Stored dataset items
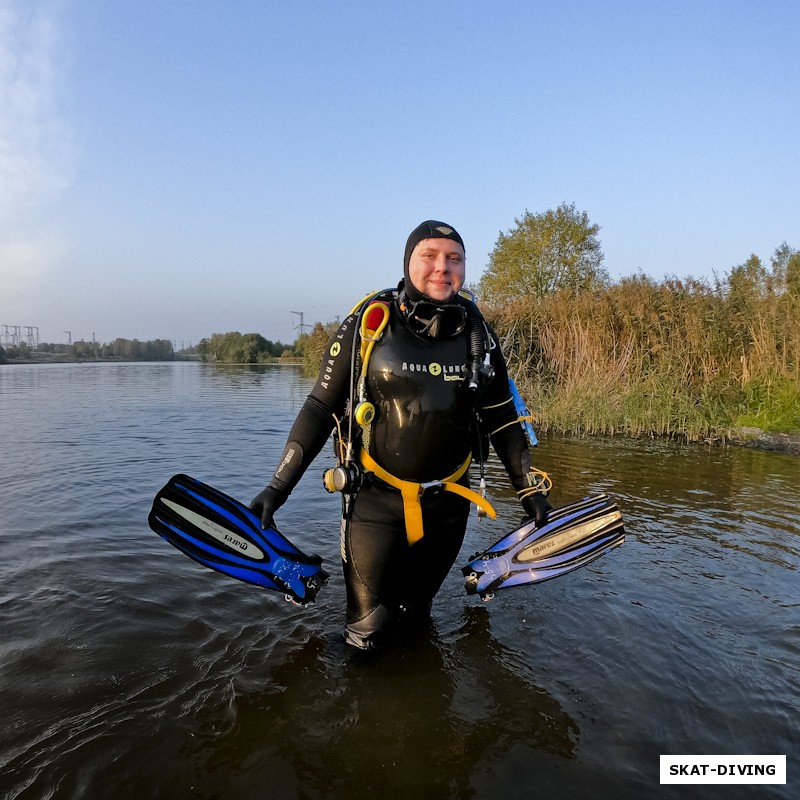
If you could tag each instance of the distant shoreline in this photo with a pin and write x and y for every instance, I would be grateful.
(753, 438)
(58, 358)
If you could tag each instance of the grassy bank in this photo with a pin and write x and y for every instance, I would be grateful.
(678, 358)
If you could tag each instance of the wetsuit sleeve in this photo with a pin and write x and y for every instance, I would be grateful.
(314, 423)
(499, 419)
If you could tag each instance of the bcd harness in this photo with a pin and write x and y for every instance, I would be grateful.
(374, 316)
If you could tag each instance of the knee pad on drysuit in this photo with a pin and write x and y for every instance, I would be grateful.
(369, 633)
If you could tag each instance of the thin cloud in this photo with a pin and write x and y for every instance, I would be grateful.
(34, 141)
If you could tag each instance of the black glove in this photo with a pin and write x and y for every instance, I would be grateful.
(266, 503)
(536, 507)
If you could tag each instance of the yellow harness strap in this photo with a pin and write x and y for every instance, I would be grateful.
(412, 492)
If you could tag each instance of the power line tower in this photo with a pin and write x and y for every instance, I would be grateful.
(302, 326)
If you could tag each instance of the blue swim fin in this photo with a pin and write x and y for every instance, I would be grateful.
(221, 533)
(573, 536)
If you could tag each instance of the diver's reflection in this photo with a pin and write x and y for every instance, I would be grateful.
(424, 716)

**Task goal**
Please recast every one of the records above as a Markdown table with the columns "Row" and "Line", numbering each non-blank line in order and skipping blank lines. Omit the pictures.

**The solution**
| Row | Line |
|---|---|
| 1 | If you could tag each instance of the distant shoreline in this photo with a pin and write x and y for every instance, I would be grateful. |
| 2 | (753, 438) |
| 3 | (58, 358) |
| 4 | If you could tag each instance of the grassy bank in this photo with a pin and write x and y for every instance, I would be grateful. |
| 5 | (678, 358) |
| 6 | If you could tag each instance of the wetsuit sleeve in this photo with a pin and write x and y for every instance, I would be grateful. |
| 7 | (314, 423) |
| 8 | (499, 419) |
| 9 | If you could tag each instance of the bcd harness in this photo with a pin and write x and y for every instance, I would be grateful. |
| 10 | (374, 316) |
| 11 | If you could tag each instance of the knee pad on drysuit in this photo with a pin and write x and y for every instance, I would be grateful. |
| 12 | (369, 633) |
| 13 | If you could tag each instance of the thin cloud in this photo with a pin and write x and y for every instance, I would be grateful. |
| 14 | (34, 141) |
| 15 | If you could tag each instance of the black glove in this photo with a pin and write x and y for every instance, I would be grateful. |
| 16 | (266, 503) |
| 17 | (536, 507) |
| 18 | If you could tag each instance of the yellow harness strap in this photo with a pin and write x and y for every instance, I would be grateful. |
| 19 | (412, 492) |
| 20 | If you could tag each instance of the power line tower in this photo with a pin and write x and y for every instance, I would be grateful. |
| 21 | (302, 326) |
| 22 | If you could tag each instance of the blue swim fin in this photo with a pin and write x and y for every instance, I would be grateful. |
| 23 | (221, 533) |
| 24 | (573, 536) |
| 25 | If you could tag each instance of the diver's reflection in this photo with a pin and write x and y for every instance, I would be grateful. |
| 26 | (424, 716) |